**Textauszug**:
========================

# taz.de -- Gestohlene Stolpersteine: Rückkehr nach Zeitz
       
       > Am 7. Oktober klauten Unbekannte die zehn Stolpersteine der Stadt Zeitz
       > in Sachsen-Anhalt. Dank vieler Spenden konnten sie nun alle ersetzt
       > werden.
       
 (IMG) Bild: Dank Spenden: Die neuen Stolpersteine für Familie Mendelssohn und andere Opfer der Shoah konnten nach Diebstahl neu verlegt werden
       
       Zeitz taz | Nach wenigen sanften Schlägen mit dem Gummihammer sind die
       Namen der Mendelssohns zurück in Zeitz: Emma Esther, Bertha-Pess und
       Siegfried. Kalter Wind fegt Laub an diesem Donnerstag durch die
       Kramerstraße der Stadt in Sachsen-Anhalt. Hier lebte die Familie
       Mendelssohn, bis die Nazis sie 1940 zum Umzug nach Halle zwang. Weil sie
       Juden waren. Die Mendelssohns starben etwas später durch die deutsche
       NS-Diktatur. Daran erinnern die drei Stolpersteine – wieder. Denn wie alle
       zehn Stolpersteine in Zeitz wurden auch die der Mendelssohns [1][vor fast
       zwei Monaten, in der Nacht zum 7. Oktober, von Unbekannten herausgerissen]
       und geklaut.
       
       Das Datum – genau ein Jahr nachdem die Hamas in Israel rund 1.200 Menschen
       ermordete – legt einen politischen Hintergrund nahe. Aber bislang gibt es
       keinen Hinweis auf die Täter:innen. Die Staatsanwaltschaft Halle (Saale)
       hat die Ermittlungen eingestellt.
       
       Sollte das Motiv der Täter:innen gewesen sein, die Namen und Geschichten
       der jüdischen Opfer des Nationalsozialismus in Zeitz verschwinden zu
       lassen, hätten sie das Gegenteil erreicht. Der Fall bekam bundesweit
       Aufmerksamkeit und mehr als tausend Spender:innen gaben insgesamt 53.000
       Euro, um die Steine zu ersetzen.
       
       Hergestellt wurden sie vom Künstler Gunter Demnig, der das
       Stolperstein-Projekt vor etwa dreißig Jahren ins Leben gerufen hat. In
       Zeitz verlegen an diesem Donnerstag zwei Arbeiter der Stadt die
       Gedenksteine. Um die beiden herum hat sich eine kleine Menschentraube aus
       Bürger:innen und Medienvertreter:innen gebildet. Der Landrat des
       Burgenlandkreises, Götz Ulrich (CDU), ist ebenso gekommen wie der Zeitzer
       Oberbürgermeister Christian Thieme (CDU).
       
       ## 53.000 Euro an Spenden
       
       In einer kurzen Ansprache betont Thieme: „Wir können es eben nicht dulden,
       dass das Gedenken beseitigt wird.“ Danach bedankt er sich bei Landrat
       Ulrich für die Idee, Spenden zu sammeln.

========================

**Schriftliche Aufgabe 1**: Schreiben Sie aus dem Artikel über die gestohlenen Stolpersteine in Zeitz die Passage zwischen „hat die Ermittlungen“ und „Steine zu ersetzen.“, beide eingeschlossen, wortgetreu ab.
**Schriftliche Aufgabe 2**: Ergänzen Sie den Artikel über die gestohlenen Stolpersteine in Zeitz um den nächsten Abschnitt, beginnend nach seinem letzten Satz.

**Datenzeilen**:
========================

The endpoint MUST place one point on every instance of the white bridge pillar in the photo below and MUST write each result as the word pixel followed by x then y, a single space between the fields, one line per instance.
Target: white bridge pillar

========================

**Lösung 1**:
hat die Ermittlungen eingestellt.
       
       Sollte das Motiv der Täter:innen gewesen sein, die Namen und Geschichten
       der jüdischen Opfer des Nationalsozialismus in Zeitz verschwinden zu
       lassen, hätten sie das Gegenteil erreicht. Der Fall bekam bundesweit
       Aufmerksamkeit und mehr als tausend Spender:innen gaben insgesamt 53.000
       Euro, um die Steine zu ersetzen.

**Lösung 2**:
       Auf Nachfrage erklärt Götz Ulrich der taz, natürlich hätten Landkreis und
       Stadt die Steine auch mit eigenen Geldern ersetzen können. Doch die Spenden
       seien ein starkes Symbol: „Wir müssen jetzt gemeinsam was tun, um diese
       Stolpersteine wiederherzustellen.“ Dass mehr als 53.000 Euro dabei
       zusammenkommen würden, damit habe er nicht gerechnet. Für die Steine selbst
       brauche die Stadt nur einen kleinen Teil davon.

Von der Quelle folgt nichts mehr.